YOUR ASSIGNMENT:
Retype, word for word, every line of the records below starting at the one that contains "# mark a point on every instance of the black" and ending at the one that contains "# mark a point on every instance of the dark"; include both of those lines and nothing more.

(Beginning of DATA EXCERPTS)

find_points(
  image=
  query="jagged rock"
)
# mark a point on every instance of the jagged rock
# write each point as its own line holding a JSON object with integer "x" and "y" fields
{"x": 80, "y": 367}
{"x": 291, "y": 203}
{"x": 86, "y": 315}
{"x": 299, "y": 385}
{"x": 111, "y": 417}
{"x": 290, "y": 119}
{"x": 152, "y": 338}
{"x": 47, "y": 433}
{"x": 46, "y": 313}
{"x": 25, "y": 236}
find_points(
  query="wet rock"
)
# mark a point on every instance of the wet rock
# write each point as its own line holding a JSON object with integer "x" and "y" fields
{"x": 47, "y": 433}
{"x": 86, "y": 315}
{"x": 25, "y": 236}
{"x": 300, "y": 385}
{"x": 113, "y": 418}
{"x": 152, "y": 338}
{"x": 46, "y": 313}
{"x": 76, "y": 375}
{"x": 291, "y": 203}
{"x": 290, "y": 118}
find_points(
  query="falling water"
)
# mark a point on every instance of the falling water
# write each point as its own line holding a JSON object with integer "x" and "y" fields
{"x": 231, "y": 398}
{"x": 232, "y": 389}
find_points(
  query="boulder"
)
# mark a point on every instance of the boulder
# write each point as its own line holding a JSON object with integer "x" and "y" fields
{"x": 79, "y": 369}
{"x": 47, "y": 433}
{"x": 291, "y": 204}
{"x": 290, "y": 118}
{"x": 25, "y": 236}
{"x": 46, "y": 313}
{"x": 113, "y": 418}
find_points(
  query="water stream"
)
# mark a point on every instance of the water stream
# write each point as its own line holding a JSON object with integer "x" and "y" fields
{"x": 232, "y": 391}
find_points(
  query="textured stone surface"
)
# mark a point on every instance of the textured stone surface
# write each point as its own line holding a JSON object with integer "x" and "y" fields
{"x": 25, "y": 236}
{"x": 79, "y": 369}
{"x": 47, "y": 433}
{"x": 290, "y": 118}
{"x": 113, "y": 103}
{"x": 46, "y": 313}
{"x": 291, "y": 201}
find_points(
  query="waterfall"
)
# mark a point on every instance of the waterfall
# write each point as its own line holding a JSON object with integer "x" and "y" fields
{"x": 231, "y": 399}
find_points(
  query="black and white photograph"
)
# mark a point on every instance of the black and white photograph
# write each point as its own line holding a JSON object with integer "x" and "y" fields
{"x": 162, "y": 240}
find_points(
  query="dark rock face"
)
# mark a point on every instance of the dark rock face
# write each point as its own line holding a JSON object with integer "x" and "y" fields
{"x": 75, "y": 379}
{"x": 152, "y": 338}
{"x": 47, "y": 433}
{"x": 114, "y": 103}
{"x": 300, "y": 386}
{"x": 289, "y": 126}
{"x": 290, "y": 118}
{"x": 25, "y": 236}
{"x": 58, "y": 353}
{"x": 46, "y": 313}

(End of DATA EXCERPTS)
(Beginning of DATA EXCERPTS)

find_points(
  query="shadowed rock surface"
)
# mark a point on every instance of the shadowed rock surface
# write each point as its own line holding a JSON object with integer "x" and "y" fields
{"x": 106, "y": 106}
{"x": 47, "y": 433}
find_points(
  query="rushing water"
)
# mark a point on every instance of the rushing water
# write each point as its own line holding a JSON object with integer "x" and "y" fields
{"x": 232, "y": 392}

(End of DATA EXCERPTS)
(Beginning of DATA EXCERPTS)

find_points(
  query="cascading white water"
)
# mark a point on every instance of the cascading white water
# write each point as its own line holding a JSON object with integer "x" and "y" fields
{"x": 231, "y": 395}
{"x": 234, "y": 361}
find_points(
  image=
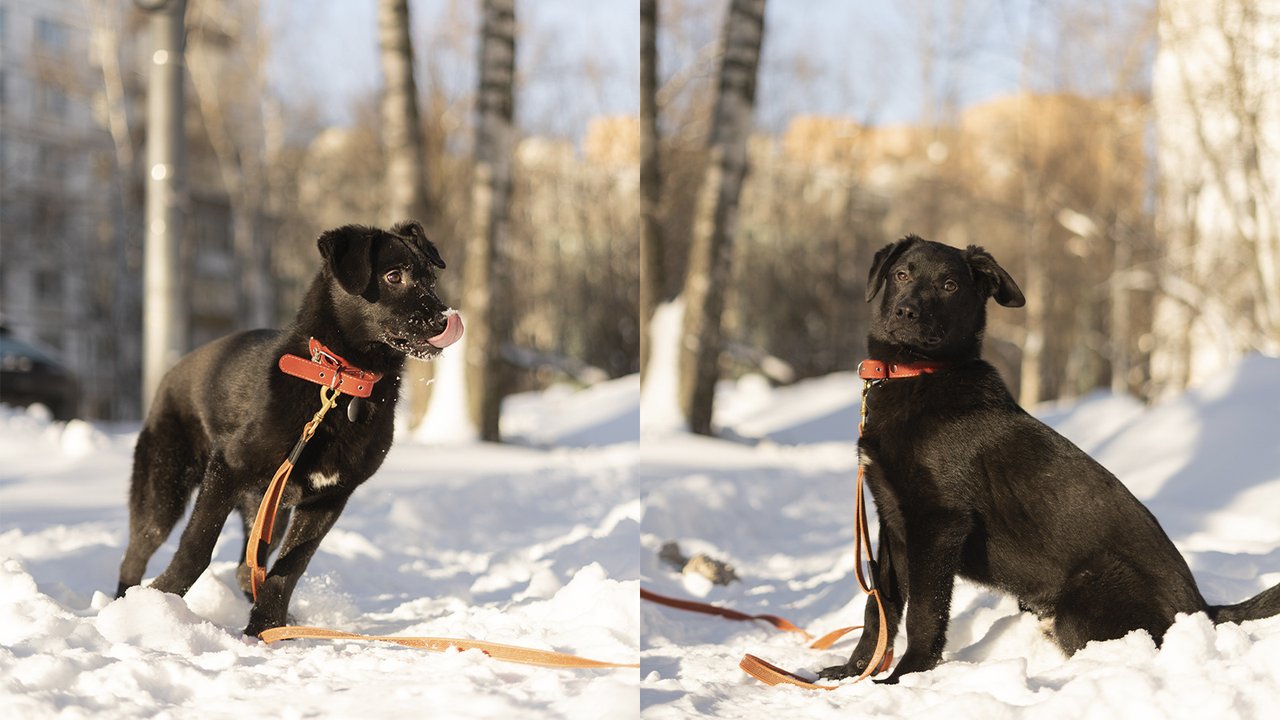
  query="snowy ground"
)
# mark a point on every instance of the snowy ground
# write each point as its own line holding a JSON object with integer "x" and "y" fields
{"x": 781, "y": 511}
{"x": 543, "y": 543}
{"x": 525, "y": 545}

(End of DATA EXCERPTS)

YOUR RESPONSE:
# mark a point on every instance of the black and white photograph
# write each point as its own line holding a JSON object with integer "x" and "y" fields
{"x": 162, "y": 240}
find_points(
  query="dark rock face"
)
# mark a point on every instance of the dark rock face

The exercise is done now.